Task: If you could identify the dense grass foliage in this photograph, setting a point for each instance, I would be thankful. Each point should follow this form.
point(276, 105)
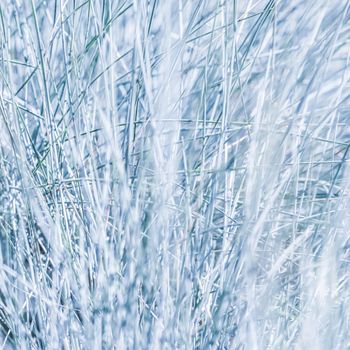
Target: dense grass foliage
point(174, 174)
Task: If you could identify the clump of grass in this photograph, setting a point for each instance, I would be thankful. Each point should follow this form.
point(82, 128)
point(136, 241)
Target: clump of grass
point(173, 174)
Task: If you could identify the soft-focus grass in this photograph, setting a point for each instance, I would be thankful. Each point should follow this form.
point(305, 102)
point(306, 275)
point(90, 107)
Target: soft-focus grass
point(173, 174)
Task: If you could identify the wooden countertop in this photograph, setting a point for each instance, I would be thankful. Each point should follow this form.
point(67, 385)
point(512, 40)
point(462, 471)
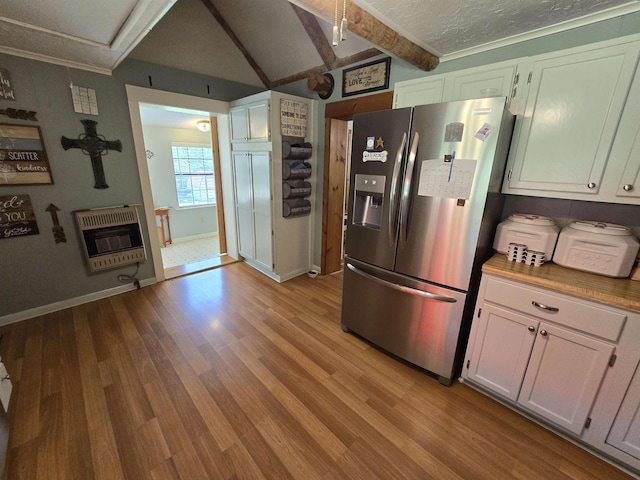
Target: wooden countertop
point(618, 292)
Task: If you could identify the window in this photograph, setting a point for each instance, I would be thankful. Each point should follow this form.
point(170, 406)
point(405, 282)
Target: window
point(193, 168)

### EXERCISE DIRECTIONS
Copy the listing above word for word from start to finish, leaving out the pictures.

### EXPECTED OUTPUT
Task: If you could identify the dense grass foliage in this photograph, setting a point for each instance, I would be thankful. Each point should follow this form.
point(276, 105)
Target: dense grass foliage
point(174, 174)
Task: If you could identify the clump of grass in this photograph, setting a point for each instance, I would be thankful. Each point should follow this form.
point(82, 128)
point(136, 241)
Target: clump of grass
point(173, 174)
Task: If you could identify the soft-focus grass in this photograph, setting a point for each instance, I would be thankful. Each point should follow this form.
point(305, 102)
point(306, 275)
point(90, 107)
Target: soft-focus grass
point(173, 174)
Task: If you could identify the wooden countertop in this photograph, setting a point for each instance, I would be thankful. Each point should follow this form.
point(67, 385)
point(512, 40)
point(462, 471)
Target: wooden countertop
point(618, 292)
Task: If you could identify the window in this photograph, setting a point for each instance, I would be thankful. Each point should follow this form.
point(170, 406)
point(405, 282)
Target: window
point(193, 168)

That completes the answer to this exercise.